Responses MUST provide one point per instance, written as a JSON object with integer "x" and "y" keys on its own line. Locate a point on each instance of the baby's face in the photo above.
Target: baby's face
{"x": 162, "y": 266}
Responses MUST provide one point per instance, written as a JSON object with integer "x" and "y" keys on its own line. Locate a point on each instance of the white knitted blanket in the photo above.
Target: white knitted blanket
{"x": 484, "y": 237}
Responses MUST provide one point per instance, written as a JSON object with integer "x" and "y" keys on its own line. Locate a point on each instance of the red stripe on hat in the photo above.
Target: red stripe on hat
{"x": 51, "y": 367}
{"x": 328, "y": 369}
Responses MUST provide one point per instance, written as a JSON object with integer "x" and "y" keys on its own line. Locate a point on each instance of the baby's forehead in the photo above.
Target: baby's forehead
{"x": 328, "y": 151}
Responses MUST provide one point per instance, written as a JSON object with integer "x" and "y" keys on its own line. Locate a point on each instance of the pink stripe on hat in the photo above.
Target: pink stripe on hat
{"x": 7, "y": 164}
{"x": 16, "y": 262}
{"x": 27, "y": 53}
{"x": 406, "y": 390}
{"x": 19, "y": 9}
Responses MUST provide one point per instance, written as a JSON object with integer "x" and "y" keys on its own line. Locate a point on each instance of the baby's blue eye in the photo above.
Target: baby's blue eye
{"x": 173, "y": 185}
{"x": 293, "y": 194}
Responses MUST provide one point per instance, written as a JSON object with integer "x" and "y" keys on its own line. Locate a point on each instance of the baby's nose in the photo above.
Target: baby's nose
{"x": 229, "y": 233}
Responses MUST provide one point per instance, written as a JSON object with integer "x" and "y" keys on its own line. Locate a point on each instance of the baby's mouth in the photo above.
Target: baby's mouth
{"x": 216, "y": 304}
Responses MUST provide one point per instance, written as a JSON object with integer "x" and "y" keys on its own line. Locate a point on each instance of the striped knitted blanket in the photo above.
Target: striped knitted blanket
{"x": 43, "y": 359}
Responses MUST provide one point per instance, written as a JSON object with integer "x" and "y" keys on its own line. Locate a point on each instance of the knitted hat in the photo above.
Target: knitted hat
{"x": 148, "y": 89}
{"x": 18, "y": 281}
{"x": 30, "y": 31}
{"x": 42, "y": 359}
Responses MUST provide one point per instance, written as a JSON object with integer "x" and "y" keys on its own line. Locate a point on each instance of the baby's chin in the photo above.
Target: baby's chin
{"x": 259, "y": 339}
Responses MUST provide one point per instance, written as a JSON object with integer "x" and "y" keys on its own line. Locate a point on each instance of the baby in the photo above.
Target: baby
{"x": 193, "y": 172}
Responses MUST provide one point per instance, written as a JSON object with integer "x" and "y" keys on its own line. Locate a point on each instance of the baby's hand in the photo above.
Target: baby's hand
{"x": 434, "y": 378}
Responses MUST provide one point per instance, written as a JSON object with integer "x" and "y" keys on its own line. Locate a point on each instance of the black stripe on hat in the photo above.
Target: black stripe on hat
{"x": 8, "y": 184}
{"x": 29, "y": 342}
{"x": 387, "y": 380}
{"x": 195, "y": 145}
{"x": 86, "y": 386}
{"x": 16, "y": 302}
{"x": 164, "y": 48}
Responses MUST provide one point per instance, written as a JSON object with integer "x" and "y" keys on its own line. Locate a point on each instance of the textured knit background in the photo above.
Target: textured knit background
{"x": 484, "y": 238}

• **Task**
Reproduce the whole listing word for word.

• **Completed task**
Responses MUST provide one point per instance, written as a JSON object with integer "x" and "y" keys on its own line. Locate a point on each instance of the baby's face in the photo above.
Target: baby's face
{"x": 162, "y": 266}
Responses MUST provide one point per instance, written as a JSON object with integer "x" and "y" keys on its own line. Locate a point on each instance of the white knitted blanket in the photo above.
Target: white knitted blanket
{"x": 484, "y": 237}
Responses MUST provide one point per instance, written as a JSON object with integer "x" and "y" keys on its own line. Locate a point on each instance of the red stripe on hat in the photo above.
Target: red stripe on hat
{"x": 51, "y": 367}
{"x": 328, "y": 369}
Responses MUST provide one point per instance, written as a JSON object with integer "x" and "y" keys on its own line. Locate a point on each instance of the baby's forehead in the photo above.
Target: baby's forehead
{"x": 328, "y": 151}
Responses MUST provide one point per instance, written as a JSON object with integer "x" and "y" keys on its own line. Locate a point on each instance of the pink stripe on hat in the photo above.
Target: pink stripe on hat
{"x": 7, "y": 164}
{"x": 16, "y": 262}
{"x": 27, "y": 53}
{"x": 406, "y": 390}
{"x": 19, "y": 9}
Responses MUST provide one point per instance, written as a JSON object with integer "x" and "y" keys on its own line. Locate a point on each instance of the baby's blue eye in the photo above.
Target: baby's blue eye
{"x": 173, "y": 185}
{"x": 293, "y": 194}
Responses MUST provide one point per instance, written as a JSON object with integer "x" and "y" keys on its own line. Locate a point on each instance of the baby's nose in the photo above.
Target: baby's nose
{"x": 229, "y": 233}
Responses MUST provide one point per instance, written as a JSON object with integer "x" and "y" keys on its own line. Locate a point on each instance of the baby's mouth in the photo above.
Target: baby's mouth
{"x": 216, "y": 304}
Responses MUST provide one point per instance, written as a JSON object with integer "x" and "y" keys on its own line. Locate a point on each instance of the striped knitted blanket in the photo above.
Target: striped knitted blanket
{"x": 43, "y": 359}
Responses MUST provide one point per instance, written as a JSON object with integer "x" and "y" keys on its own line. Locate a point on each instance of the knitted hat in the photo above.
Target: knitted hat
{"x": 148, "y": 89}
{"x": 18, "y": 281}
{"x": 30, "y": 31}
{"x": 42, "y": 359}
Responses MUST provide one point per instance, written as a JSON object with integer "x" and "y" keys on its own line. Locate a point on each instance of the baby's chin in the photo above.
Target: baby's chin
{"x": 259, "y": 339}
Responses MUST provide one point per instance, written as a JSON object with integer "x" and "y" keys on its own line. Locate a point on each instance of the baby in the photo above.
Target: baby
{"x": 193, "y": 172}
Responses MUST provide one point per instance, written as a JSON object with integer "x" and "y" keys on its own line. Locate a point on each instance of the baby's hand in the photo above.
Target: baby's hand
{"x": 434, "y": 378}
Responses MUST provide one point per instance, written as a JSON object with integer "x" and "y" keys on its own line. Locate a point on each instance of the black stripe on hat in the photo above.
Target: black stripe on hat
{"x": 8, "y": 184}
{"x": 29, "y": 342}
{"x": 387, "y": 380}
{"x": 195, "y": 145}
{"x": 86, "y": 386}
{"x": 16, "y": 302}
{"x": 164, "y": 48}
Responses MUST provide one point per instance, written as a JSON object with integer "x" and "y" keys on its own line. Locate a point on each instance of the textured knit background in the photo above.
Target: textured knit background
{"x": 484, "y": 238}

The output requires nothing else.